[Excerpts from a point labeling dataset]

========================================================================

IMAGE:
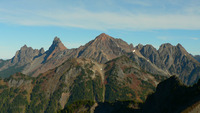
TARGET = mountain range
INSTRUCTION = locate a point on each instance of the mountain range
(105, 69)
(167, 60)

========================================================================

EXERCISE TASK:
Write out every line of the listing above word for word, leaving the pictures out.

RESULT FOR THIS EXERCISE:
IMAGE:
TARGET = mountain range
INSTRUCTION = locate a point on each instance of the mountain range
(105, 69)
(167, 60)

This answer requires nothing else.